--- 제공 레코드 ---

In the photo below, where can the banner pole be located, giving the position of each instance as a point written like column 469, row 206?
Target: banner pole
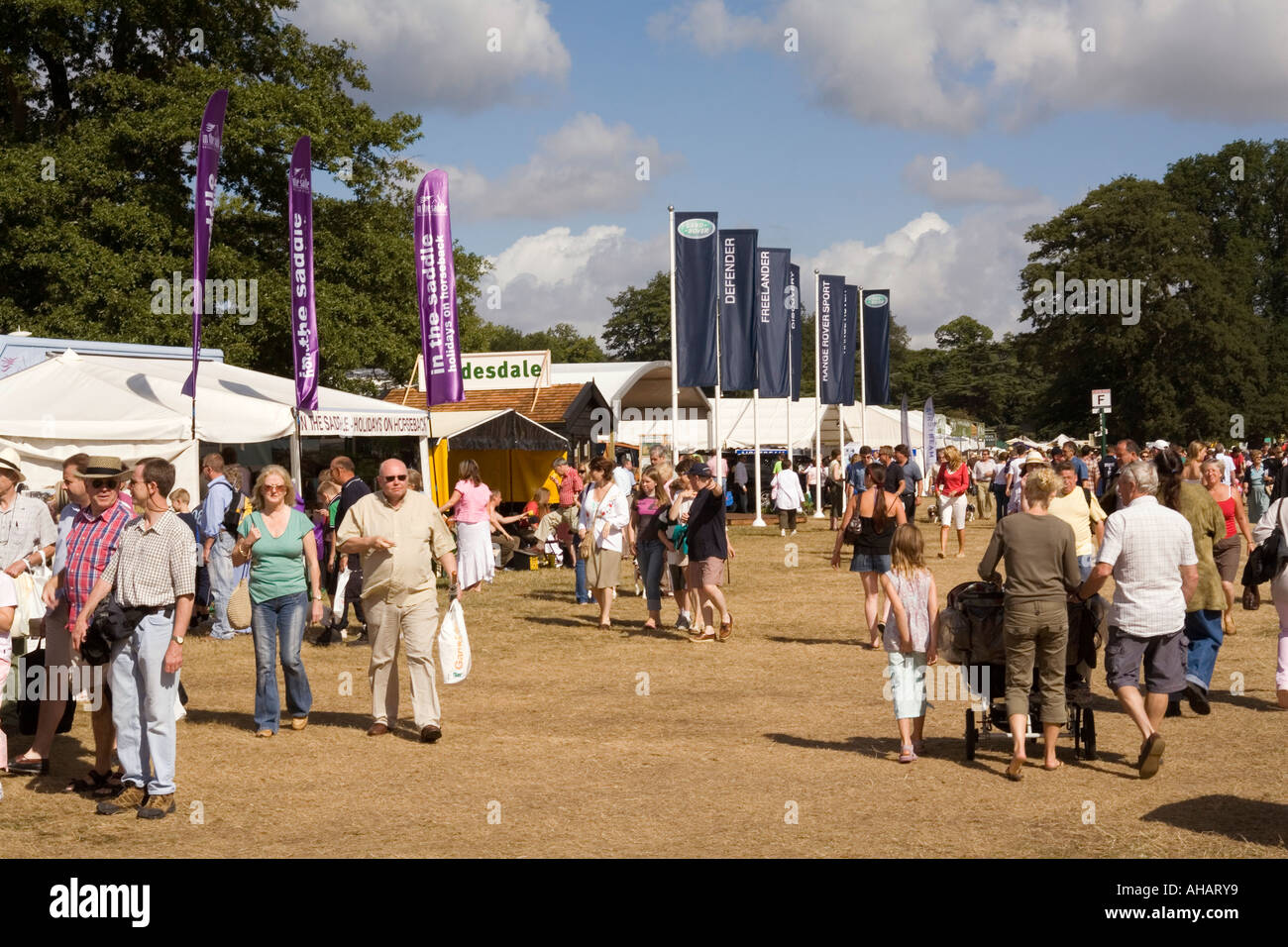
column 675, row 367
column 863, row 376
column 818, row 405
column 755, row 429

---

연습 과제: 위 레코드 전체에서 "banner pole"를 "flagpole"로 바꾸도록 수정하고, 나머지는 변경하지 말고 다시 제시하라. 그림은 답에 포함하지 않는다.

연습 결과:
In the photo below, where can the flagpole be located, giving the position of each instance as a point written like column 469, row 206?
Target: flagpole
column 675, row 367
column 863, row 376
column 818, row 405
column 755, row 429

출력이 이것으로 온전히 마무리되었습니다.